--- START OF DATA FOR THE TASK ---

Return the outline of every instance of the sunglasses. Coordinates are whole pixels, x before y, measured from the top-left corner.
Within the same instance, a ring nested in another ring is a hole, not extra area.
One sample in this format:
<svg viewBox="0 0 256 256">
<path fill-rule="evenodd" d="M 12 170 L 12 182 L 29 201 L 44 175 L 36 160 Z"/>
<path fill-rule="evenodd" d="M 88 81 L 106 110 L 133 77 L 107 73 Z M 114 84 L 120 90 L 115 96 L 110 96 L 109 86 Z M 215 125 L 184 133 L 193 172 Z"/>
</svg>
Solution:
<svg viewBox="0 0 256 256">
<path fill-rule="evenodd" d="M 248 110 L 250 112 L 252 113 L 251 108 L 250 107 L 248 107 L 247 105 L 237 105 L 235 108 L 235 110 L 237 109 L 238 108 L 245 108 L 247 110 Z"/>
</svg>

--- END OF DATA FOR THE TASK ---

## WRITTEN TASK:
Return all of the entries above word for word, with no characters changed.

## EXERCISE OUTPUT:
Return the outline of every instance of the sunglasses. Coordinates are whole pixels, x before y, measured from the top-left corner.
Within the same instance, a ring nested in another ring is a hole, not extra area.
One sample in this format:
<svg viewBox="0 0 256 256">
<path fill-rule="evenodd" d="M 12 170 L 12 182 L 29 201 L 44 175 L 36 160 Z"/>
<path fill-rule="evenodd" d="M 88 81 L 106 110 L 133 77 L 107 73 Z M 114 84 L 120 90 L 115 96 L 110 96 L 109 86 Z M 215 125 L 184 133 L 193 172 Z"/>
</svg>
Solution:
<svg viewBox="0 0 256 256">
<path fill-rule="evenodd" d="M 248 110 L 250 112 L 252 113 L 251 108 L 250 107 L 248 107 L 247 105 L 237 105 L 235 108 L 235 110 L 237 109 L 238 108 L 245 108 L 247 110 Z"/>
</svg>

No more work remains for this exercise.